§ EXCERPT:

-=-=-

The knowledge that sudden death might come at any time hung over the family. Melville and his son almost never wrote each other—Lucille handled the intrafamily correspondence—but when Richard first accepted the Cornell professorship he sent his father a letter expressing twenty-five years of love and gratitude, and Melville, moved, responded in kind. His chest was swelled with pride, he wrote (while Lucille complained that he was wasting paper by writing on only one side):

It is not so easy for a Dope of a father to write to a son who has already arrived to a state of learning and wisdom beyond his… . That was all right when you were small and I had a great advantage over you—but today it would be more equitable if I could bask in the sunlight of
your
knowledge, and sit by your side and learn from you some of the more wondrous secrets of nature that now are beyond my ken but are known to you.

-=-=-

Collected data:
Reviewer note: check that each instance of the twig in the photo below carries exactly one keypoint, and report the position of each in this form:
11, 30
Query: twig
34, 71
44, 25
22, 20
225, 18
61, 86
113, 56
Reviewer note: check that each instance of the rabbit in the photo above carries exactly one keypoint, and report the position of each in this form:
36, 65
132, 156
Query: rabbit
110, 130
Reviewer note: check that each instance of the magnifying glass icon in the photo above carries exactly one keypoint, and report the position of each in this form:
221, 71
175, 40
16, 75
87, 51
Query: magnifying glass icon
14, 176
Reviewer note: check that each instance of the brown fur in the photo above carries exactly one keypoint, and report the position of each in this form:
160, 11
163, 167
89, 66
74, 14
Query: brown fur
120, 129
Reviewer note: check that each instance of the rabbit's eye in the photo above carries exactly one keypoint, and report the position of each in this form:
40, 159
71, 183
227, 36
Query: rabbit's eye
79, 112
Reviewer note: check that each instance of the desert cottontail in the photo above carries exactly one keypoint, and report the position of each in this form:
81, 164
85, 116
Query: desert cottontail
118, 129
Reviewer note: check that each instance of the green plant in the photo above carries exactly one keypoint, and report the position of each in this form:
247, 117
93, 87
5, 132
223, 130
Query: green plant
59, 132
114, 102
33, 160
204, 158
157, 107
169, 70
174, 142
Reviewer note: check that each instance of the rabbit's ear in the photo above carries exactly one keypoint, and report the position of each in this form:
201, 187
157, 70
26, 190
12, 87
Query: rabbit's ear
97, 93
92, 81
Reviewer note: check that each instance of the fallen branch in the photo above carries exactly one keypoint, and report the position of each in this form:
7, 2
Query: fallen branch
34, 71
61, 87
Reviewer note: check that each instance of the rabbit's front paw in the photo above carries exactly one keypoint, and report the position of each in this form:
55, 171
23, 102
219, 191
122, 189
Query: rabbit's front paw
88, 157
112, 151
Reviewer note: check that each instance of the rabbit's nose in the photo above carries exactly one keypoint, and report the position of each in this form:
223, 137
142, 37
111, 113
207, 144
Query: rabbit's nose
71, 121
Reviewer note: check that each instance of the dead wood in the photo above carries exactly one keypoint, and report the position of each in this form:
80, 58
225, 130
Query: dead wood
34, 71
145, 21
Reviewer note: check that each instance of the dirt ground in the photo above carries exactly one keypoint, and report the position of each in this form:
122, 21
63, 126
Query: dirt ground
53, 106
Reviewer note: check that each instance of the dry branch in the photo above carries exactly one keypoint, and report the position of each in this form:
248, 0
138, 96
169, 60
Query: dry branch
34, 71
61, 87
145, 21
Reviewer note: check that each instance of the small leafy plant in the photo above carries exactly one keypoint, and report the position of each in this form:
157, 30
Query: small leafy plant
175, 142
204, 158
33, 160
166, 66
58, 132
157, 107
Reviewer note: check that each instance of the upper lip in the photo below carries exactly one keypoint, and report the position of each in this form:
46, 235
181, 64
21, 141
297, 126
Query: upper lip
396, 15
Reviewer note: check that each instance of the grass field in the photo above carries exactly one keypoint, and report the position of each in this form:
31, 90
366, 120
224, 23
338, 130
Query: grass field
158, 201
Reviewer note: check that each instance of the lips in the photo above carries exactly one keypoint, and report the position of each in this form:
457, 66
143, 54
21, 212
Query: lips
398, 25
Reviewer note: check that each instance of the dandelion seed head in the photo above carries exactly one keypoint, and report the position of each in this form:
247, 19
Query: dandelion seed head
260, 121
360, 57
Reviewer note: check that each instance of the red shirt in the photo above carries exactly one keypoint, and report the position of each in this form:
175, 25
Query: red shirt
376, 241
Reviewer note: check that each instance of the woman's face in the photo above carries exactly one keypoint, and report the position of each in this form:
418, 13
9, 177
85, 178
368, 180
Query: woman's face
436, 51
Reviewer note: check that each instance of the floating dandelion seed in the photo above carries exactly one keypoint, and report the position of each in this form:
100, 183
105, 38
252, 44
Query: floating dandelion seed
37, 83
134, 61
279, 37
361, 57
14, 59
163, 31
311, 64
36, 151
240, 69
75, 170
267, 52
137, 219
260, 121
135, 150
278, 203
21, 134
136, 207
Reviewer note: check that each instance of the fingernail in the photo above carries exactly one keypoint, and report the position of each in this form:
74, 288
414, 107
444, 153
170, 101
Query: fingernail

-=-=-

§ TO DO:
a. Pick out every line of the entries that contains the word "floating", and copy those lines. Case counts.
b. Continue the passage about Melville's letter to his son Richard from the point where it stops.
The passage and the entries have nothing to do with each other.

§ ANSWERS FOR THE EXERCISE:
a.
Reviewer note: check that each instance of the floating dandelion seed in the photo above carries exactly one keypoint, and report the position of each in this form:
Query: floating dandelion seed

b.
On October 7 he collapsed from a stroke. He died the next day. Richard signed his second death certificate in two years. Melville Feynman had written him: “The dreams I have often had in my youth for
my
own development, I see coming true in your career… . I envy the life of culture you will have being constantly with so many other big men of equal culture.”

The interment took place at Bayside Cemetery nearby in Queens, a vast rolling field of gravestones and monuments as far as the eye could see. Lucille’s father had built a mausoleum there, a stone hut like a small bomb shelter. Midway through the ceremony Rabbi Cahn asked Richard, as eldest son, to say the Kaddish with him. Joan watched in anguish as her brother’s face froze. He wanted no part of a mourners’ prayer in praise of God.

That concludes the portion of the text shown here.